Put every line of the material below into a numbered list, leaving out any blank lines.

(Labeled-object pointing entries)

++++++++++++++++++++

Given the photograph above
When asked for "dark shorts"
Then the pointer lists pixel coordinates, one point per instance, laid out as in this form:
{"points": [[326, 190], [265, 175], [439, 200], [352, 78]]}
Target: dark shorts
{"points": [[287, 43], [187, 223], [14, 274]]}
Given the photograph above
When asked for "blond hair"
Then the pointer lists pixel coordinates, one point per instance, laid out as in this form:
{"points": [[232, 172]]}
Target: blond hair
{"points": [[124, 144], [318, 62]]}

++++++++++++++++++++

| RIGHT ANSWER |
1. Given the photograph above
2. When asked for "dark shorts"
3. Then the pointer lists pixel coordinates, one point per instance, laid out as in this form:
4. {"points": [[326, 190], [265, 175], [439, 200], [352, 78]]}
5. Target: dark shorts
6. {"points": [[287, 43], [187, 223], [14, 274]]}
7. Given the photograph above
8. When asked for "blond hair"
9. Then the pointer lists pixel coordinates, one point per instance, laid out as in this form:
10. {"points": [[232, 172]]}
11. Target: blond hair
12. {"points": [[124, 144], [318, 62]]}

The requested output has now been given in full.